- PASSAGE TO READ:
# # #

Then I heard that Michael Domingues, a Nevada death row prisoner, who was also a child when he was sentenced to die, had petitioned the U.S. Supreme Court. Michael claimed that his death sentence was illegal based on the U.S. being a party to the ICCPR.

Upon receiving his petition the Court issued a statement saying that it had sent to the Clinton Administration for a report on this issue and that when it received the report the Court would then decide if it would hear the issue. Once again my hopes were raised. My mind said surely the President will send the Court his executive order, telling the Court that he had ordered that the United States must fully respect and implement its obligations to the ICCPR.

Within days of the Court saying it was waiting on the report, Douglas Thomas, a Virginia death row prisoner (who also was a child at the time of his crime) was at the end of his appeals and within days of being executed by the state, petitioned the Court for a stay of execution. By American law Thomas could not present the ICCPR issue because he had not presented the issue in his earlier appeals. The Court knew that it held in its hands a issue that if decided could spare his life and the lives of the almost 80 others that were sentenced to death for crimes committed as children.

The Court denied Thomas a stay of execution and opened the door to the death chamber. Thomas was lucky. He received a stay of execution on unrelated issues in State Court, but this should not excuse the Court of its actions.

I began to study the issue, searching for answers. President Clinton had given me a hope I had not had before and I saw it being snatched away. I began to loose weight and became frail. Maybe it is just the 21 years of isolation finally taking its toll. My studies found that the United States, The U S Supreme Court, and the Courts of the States that allow children to be sentenced to death are in violation of American Law and International Law.

U. S. CONSTITUTION ARTICLE VI states:

All treaties made or which shall be made, under the authority of the United States SHALL BE THE SUPREME LAW OF THE LAND and Judges in every state shall be bound thereby, anything in the constitution or laws of any state to the contrary notwithstanding.

In 1992 when the U. S. became a Party to the treaty, the treaty became the Supreme law of the land.

Article 2, Paragraph 3, of the ICCPR states:

Each State Party to the present Covenant undertakes:

(a) To ensure that any person whose right or freedoms as herein recognized are violated shall have an effective remedy, notwithstanding that the violation has been committed by persons acting in an official capacity;

(b) To ensure that any person claiming such remedy shall have his right determined by competent judicial, administrative or legislative authorities, or by any other competent authority provided for by the legal system of the state and to develop the possibilities of judicial remedy;

(c) To ensure that the competent authorities shall enforce such remedies when granted.

Article 5 of the ICCPR states:

(1) Nothing in the present Covenant may be interpreted as implying for any state, group or person any right to engage in any activity or perform any act aimed at the destruction of any of the rights and freedoms recognized herein or at their limitation to a greater extent than is provided for in the present Covenant.

# # #

- DATA PROVIDED:
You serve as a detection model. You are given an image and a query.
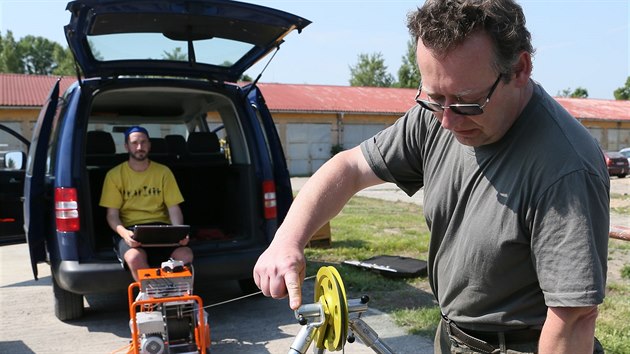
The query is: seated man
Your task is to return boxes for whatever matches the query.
[100,126,193,281]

# # #

- WHAT THE TASK ASKS: Continue the account of juvenile death sentences and the ICCPR from the point where it stops.

- ANSWER TO THE TASK:
(2) There shall be no restrictions upon or any derogation from any of the fundamental human rights recognized or existing in any state party to the present Covenant pursuant to law, Conventions, regulations or customs on the pretext that the present Covenant does not recognize such rights or that it recognizes them to a lesser extent. Article 6, Paragraph 1, of the ICCPR states:

Every human being has the inherent right to life. This shall be protected by law. No one shall be arbitrarily deprived of his life.

During the last week of October, 1999, the U. S. Supreme Court met to talk about the issue of the ICCPR presented by Domingues. The Clinton administration gave its report. Once again my hopes were shattered. The Clinton administration told the Court that the issue should not be heard. They stated that the issue should be decided by the lower Courts, not the highest Court in our nation.

On November 1, 1999, the Court denied Domingues’ petition without comment, taking away his right to ever present the issue to any other Court in America.

In 1995 the Clinton Administration created the Anti-terrorism and effective Death Penalty Act (AEDPA). America had suffered the Oklahoma City bombing. The nation was in an uproar, demanding that the persons responsible be tried, convicted and swiftly executed. America was not concerned with fairness. It wanted blood. The law-makers knew that an effective death penalty act would not pass to law by itself, so by attaching it to the Anti-terrorism Act, they could ride on the emotions of the devastating bombing.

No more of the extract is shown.